In the listing that follows, count each line containing the string "every" and report only the count.

Given data:
== Segment start ==

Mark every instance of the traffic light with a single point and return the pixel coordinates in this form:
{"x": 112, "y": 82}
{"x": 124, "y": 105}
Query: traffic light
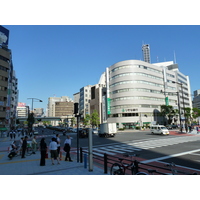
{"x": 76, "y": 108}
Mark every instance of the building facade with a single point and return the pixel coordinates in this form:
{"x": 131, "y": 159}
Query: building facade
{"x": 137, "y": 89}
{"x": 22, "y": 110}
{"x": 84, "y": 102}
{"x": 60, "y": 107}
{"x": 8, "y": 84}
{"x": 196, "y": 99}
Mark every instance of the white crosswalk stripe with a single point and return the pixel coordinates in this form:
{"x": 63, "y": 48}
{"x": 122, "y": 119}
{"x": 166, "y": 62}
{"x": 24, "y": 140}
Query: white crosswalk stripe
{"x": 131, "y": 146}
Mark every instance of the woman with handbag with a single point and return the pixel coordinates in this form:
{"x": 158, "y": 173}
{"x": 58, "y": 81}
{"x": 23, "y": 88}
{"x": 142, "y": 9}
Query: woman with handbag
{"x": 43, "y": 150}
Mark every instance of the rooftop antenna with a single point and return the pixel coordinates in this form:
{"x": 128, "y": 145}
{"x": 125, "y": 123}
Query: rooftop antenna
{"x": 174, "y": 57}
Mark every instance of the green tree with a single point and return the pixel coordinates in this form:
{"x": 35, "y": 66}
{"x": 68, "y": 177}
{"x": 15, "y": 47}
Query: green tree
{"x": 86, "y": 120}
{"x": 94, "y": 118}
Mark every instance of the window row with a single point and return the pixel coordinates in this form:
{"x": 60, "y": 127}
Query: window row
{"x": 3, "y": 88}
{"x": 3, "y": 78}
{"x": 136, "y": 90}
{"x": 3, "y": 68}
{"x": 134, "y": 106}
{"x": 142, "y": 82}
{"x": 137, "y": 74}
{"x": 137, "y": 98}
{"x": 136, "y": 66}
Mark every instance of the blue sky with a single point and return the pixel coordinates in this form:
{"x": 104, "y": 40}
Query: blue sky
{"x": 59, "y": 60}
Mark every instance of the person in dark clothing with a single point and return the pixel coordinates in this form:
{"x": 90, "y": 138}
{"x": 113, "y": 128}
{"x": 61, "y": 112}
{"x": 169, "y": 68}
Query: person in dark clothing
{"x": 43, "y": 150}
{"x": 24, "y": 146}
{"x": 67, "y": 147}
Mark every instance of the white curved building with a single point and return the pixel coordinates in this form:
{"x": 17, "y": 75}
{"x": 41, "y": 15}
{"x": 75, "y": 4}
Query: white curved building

== Segment end ==

Output for this exercise: 10